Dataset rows
↓

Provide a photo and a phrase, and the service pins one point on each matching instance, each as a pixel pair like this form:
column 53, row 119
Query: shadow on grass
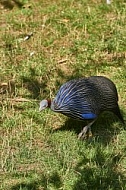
column 33, row 85
column 44, row 181
column 7, row 4
column 103, row 175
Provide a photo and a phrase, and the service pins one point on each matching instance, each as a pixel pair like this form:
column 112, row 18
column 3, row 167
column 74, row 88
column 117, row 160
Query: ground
column 44, row 44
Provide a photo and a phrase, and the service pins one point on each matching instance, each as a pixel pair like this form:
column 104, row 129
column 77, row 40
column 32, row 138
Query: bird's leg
column 86, row 131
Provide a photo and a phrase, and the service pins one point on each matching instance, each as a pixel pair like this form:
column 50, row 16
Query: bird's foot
column 85, row 133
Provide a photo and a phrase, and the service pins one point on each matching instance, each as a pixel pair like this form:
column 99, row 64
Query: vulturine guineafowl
column 85, row 99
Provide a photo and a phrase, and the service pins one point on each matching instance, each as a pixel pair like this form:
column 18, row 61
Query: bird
column 85, row 99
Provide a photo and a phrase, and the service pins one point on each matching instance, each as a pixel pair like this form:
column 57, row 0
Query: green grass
column 71, row 39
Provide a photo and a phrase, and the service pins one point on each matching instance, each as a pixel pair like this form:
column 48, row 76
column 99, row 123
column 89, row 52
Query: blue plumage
column 85, row 98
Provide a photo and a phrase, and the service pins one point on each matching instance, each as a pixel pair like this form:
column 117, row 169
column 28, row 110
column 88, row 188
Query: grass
column 70, row 39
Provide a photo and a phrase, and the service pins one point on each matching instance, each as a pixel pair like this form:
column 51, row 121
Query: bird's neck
column 49, row 103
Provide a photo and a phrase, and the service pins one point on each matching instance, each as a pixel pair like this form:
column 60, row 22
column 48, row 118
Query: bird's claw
column 85, row 133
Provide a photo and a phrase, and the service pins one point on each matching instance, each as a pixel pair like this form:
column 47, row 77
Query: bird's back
column 86, row 97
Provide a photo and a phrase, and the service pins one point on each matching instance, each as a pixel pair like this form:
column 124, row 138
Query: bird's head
column 44, row 104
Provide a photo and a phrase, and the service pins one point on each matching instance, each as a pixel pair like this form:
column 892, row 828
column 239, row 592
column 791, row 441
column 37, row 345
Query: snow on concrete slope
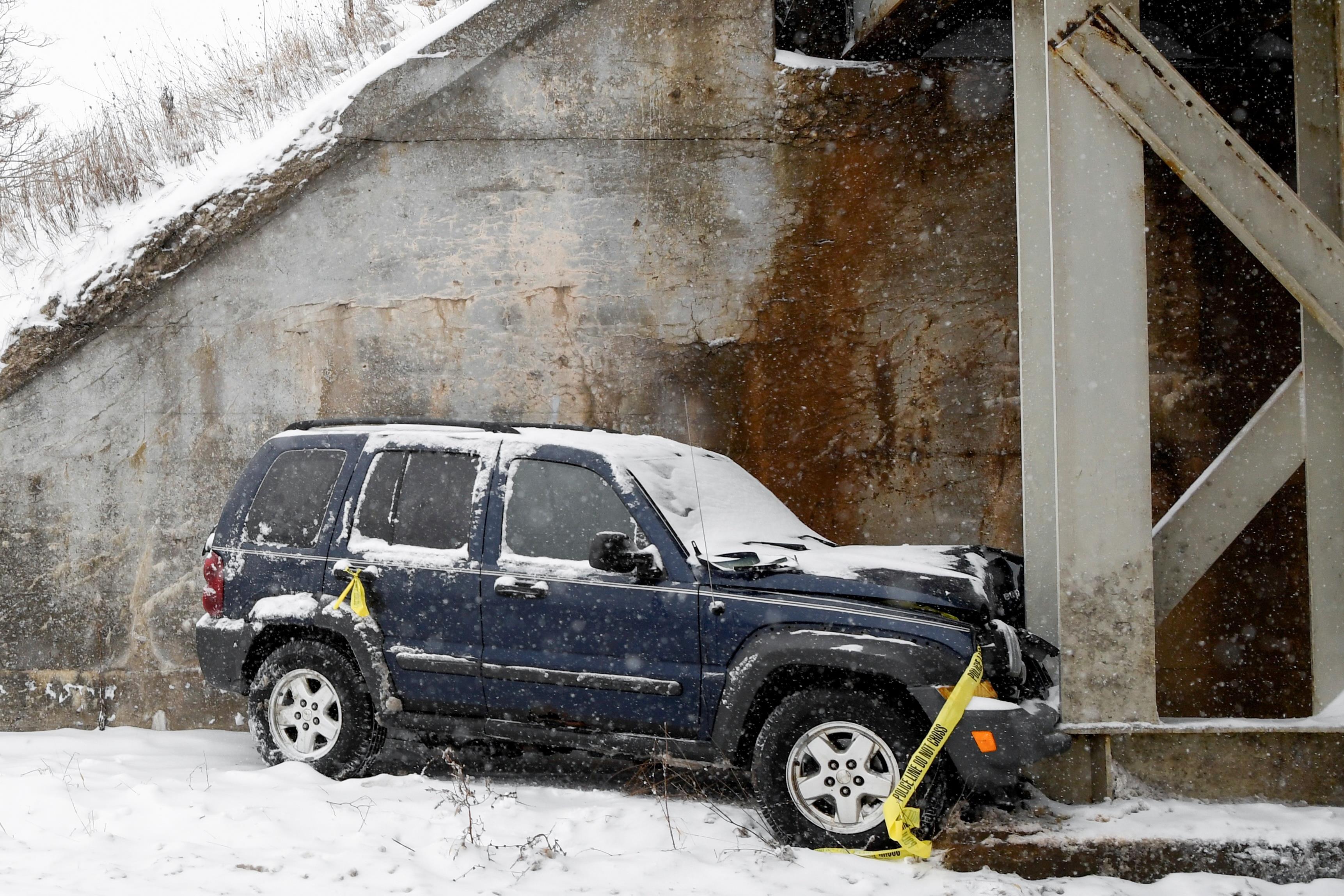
column 64, row 275
column 139, row 812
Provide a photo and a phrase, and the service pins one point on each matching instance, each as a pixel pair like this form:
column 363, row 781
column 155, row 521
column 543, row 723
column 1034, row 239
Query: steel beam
column 867, row 15
column 1228, row 496
column 1138, row 84
column 1035, row 316
column 1316, row 78
column 1084, row 350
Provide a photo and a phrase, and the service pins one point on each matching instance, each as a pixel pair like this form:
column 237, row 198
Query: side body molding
column 909, row 660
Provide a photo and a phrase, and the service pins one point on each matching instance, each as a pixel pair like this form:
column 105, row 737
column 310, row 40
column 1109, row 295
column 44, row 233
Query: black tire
column 359, row 735
column 901, row 729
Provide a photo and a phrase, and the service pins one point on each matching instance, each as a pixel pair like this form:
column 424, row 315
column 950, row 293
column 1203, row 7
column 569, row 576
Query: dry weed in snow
column 181, row 115
column 133, row 812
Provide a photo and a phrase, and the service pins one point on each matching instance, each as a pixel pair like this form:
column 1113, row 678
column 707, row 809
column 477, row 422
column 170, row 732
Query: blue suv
column 620, row 594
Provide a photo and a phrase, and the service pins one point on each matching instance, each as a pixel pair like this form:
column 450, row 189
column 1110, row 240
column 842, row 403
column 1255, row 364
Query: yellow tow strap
column 901, row 821
column 355, row 590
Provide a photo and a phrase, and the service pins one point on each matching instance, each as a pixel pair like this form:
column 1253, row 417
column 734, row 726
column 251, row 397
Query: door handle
column 507, row 586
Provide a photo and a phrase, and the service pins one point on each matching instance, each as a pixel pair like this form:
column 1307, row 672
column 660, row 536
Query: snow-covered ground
column 138, row 812
column 88, row 50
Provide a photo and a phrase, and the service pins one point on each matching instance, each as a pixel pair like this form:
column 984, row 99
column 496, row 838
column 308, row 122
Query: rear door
column 273, row 541
column 569, row 644
column 419, row 518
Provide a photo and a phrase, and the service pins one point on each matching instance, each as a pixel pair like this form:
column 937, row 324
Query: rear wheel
column 308, row 703
column 826, row 761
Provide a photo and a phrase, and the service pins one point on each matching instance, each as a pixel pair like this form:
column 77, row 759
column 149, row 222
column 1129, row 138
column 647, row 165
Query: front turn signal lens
column 983, row 690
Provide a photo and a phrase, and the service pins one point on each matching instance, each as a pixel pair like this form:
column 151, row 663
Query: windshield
column 730, row 514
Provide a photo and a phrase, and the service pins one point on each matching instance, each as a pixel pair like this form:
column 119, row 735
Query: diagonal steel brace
column 1131, row 77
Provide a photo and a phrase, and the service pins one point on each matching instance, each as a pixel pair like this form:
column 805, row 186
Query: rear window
column 420, row 499
column 293, row 497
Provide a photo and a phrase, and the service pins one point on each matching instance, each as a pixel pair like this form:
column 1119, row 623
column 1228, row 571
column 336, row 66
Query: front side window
column 554, row 511
column 293, row 497
column 419, row 499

↑

» **WHAT THE EXERCISE ASKS**:
Rewrite every line of the records above as a numbered list, skipping any blank lines and leaving out the pictures.

» **SOLUTION TO THIS EXERCISE**:
1. Provide a photo and a phrase, and the service pins one point on each matching instance, each as a pixel pair like this form:
2. column 53, row 119
3. Query: shadow on grass
4. column 33, row 85
5. column 44, row 181
6. column 7, row 4
7. column 103, row 175
8. Provide a photo and a phrase, and the service pins one point on each matching instance, each as a pixel pair like this form:
9. column 112, row 18
10. column 3, row 167
11. column 74, row 88
12. column 117, row 160
13. Query: ground
14. column 44, row 44
15. Provide a photo and a phrase, and the service pins one point on each matching instance, each as a pixel pair like this form:
16. column 104, row 129
17. column 77, row 40
18. column 32, row 138
19. Query: bird's leg
20. column 86, row 131
21. Provide a photo and a phrase, and the service pins one point on each matching instance, each as a pixel pair like this form:
22. column 50, row 16
23. Query: bird's foot
24. column 85, row 133
25. Provide a photo and a phrase, and the service pins one point on each matching instance, each as a pixel pair like this form:
26. column 99, row 64
27. Query: vulturine guineafowl
28. column 85, row 99
29. Provide a photo and a phrase, and the service pins one point on each matching instance, each as a pixel pair like this form:
30. column 18, row 61
31. Query: bird
32. column 85, row 99
33. Provide a photo and a phrase, and the service pins one point on each matching instance, each as a pixel pair like this form:
34. column 57, row 0
35. Query: green grass
36. column 71, row 39
37. Provide a photo and a phrase, and the service pins one point on each matching instance, each as a pixel pair like this form:
38. column 48, row 76
39. column 99, row 123
40. column 89, row 52
41. Query: blue plumage
42. column 85, row 98
43. Provide a photo and a phrase, and the service pins one point on each matching instance, each as a pixel pair like this form:
44. column 117, row 169
45. column 28, row 110
46. column 88, row 188
47. Query: grass
48. column 70, row 39
49. Provide a photo and a phrase, and the service pins one point on each matching instance, each as a pixel pair like this form:
50. column 51, row 121
51. Query: bird's neck
52. column 49, row 103
53. Provide a photo and a phrase, and the service pins one point on each matching instance, each as a pixel pair like this form:
54. column 60, row 22
55. column 48, row 118
56. Query: bird's claw
57. column 85, row 133
58. Provide a photo and a phrase, and the service pins one point on each matching instance, each as a pixel pair like this form:
59. column 47, row 77
60. Query: bird's back
61. column 86, row 97
62. Provide a photo and a phrase, and the service pins one point on each matching instance, each as a pixel pair like this form:
63. column 124, row 138
64. Query: bird's head
65. column 44, row 104
66. Provide a photo and a phrase, and the service pins one point on each matching instance, each as a pixel pair like this form:
67. column 892, row 828
68. column 239, row 592
69. column 791, row 441
70. column 37, row 345
71. Query: snow on concrete slope
72. column 64, row 275
73. column 139, row 812
74. Provide a photo and a phrase, and the service pins one point on each matching instance, each as a pixel pair like this form:
75. column 363, row 781
76. column 155, row 521
77. column 543, row 723
78. column 1034, row 239
79. Query: steel beam
80. column 867, row 15
81. column 1228, row 496
82. column 1138, row 84
83. column 1035, row 316
84. column 1316, row 78
85. column 1084, row 350
86. Provide a photo and a phrase, and the service pins one point on each matching instance, each as a pixel pair like this form:
87. column 237, row 198
88. Query: side body molding
89. column 909, row 660
90. Provide a photo and a phrase, and the service pins one point on each matching instance, each as a pixel pair like this form:
91. column 105, row 737
92. column 310, row 40
93. column 1109, row 295
94. column 44, row 233
95. Query: black tire
96. column 359, row 735
97. column 901, row 729
98. Provide a photo and a phrase, and the service pins one point on each matching instance, each as a pixel pair like this form:
99. column 424, row 315
100. column 950, row 293
101. column 1203, row 7
102. column 569, row 576
103. Query: dry weed in snow
104. column 181, row 115
105. column 133, row 812
106. Provide a photo and a phrase, and the service pins one point on each matching instance, each as a pixel pair like this form:
107. column 1113, row 678
108. column 707, row 809
109. column 477, row 422
110. column 170, row 732
111. Query: blue suv
112. column 620, row 594
113. Provide a photo and a phrase, and the service pins one point on each matching instance, each as a pixel pair like this form:
114. column 450, row 189
115. column 1110, row 240
116. column 842, row 403
117. column 1255, row 364
118. Query: yellow tow strap
119. column 901, row 821
120. column 355, row 590
121. Provide a photo and a phrase, and the service pins one point on each matching instance, each as a pixel pair like this form:
122. column 1253, row 417
123. column 734, row 726
124. column 251, row 397
125. Query: door handle
126. column 507, row 586
127. Provide a photo and a phrase, and the service pins one point on each matching instance, each as a pixel pair like this form:
128. column 1307, row 672
129. column 660, row 536
130. Query: snow-covered ground
131. column 138, row 812
132. column 88, row 50
133. Provide a photo and a phrase, and the service pins one point on each matching instance, each as a pixel pair like this form:
134. column 984, row 99
135. column 496, row 838
136. column 308, row 122
137. Query: rear door
138. column 273, row 541
139. column 569, row 644
140. column 419, row 518
141. Provide a photo and a phrase, and the service pins one point on each matching instance, each as a pixel pair like this form:
142. column 937, row 324
143. Query: rear wheel
144. column 308, row 703
145. column 826, row 761
146. Provide a photo and a phrase, and the service pins one point on each matching instance, each as a pixel pair like this form:
147. column 77, row 759
148. column 149, row 222
149. column 1129, row 138
150. column 647, row 165
151. Query: front turn signal lens
152. column 983, row 690
153. Provide a photo and a phrase, and the service pins one point on each matching instance, each as a pixel pair like this form:
154. column 151, row 663
155. Query: windshield
156. column 730, row 514
157. Provide a photo and a phrase, and the service pins one point on each matching instance, each as a pixel pair like this form:
158. column 119, row 735
159. Query: diagonal steel brace
160. column 1131, row 77
161. Provide a photo and a phrase, and the service pins one point on each matching instance, each as a pixel pair like this form:
162. column 805, row 186
163. Query: rear window
164. column 420, row 499
165. column 293, row 497
166. Provide a photo and a phrase, and the service pins one point on each matching instance, each as a pixel pair like this form:
167. column 1119, row 623
168. column 1228, row 571
169. column 336, row 66
170. Query: front side window
171. column 554, row 511
172. column 293, row 497
173. column 419, row 499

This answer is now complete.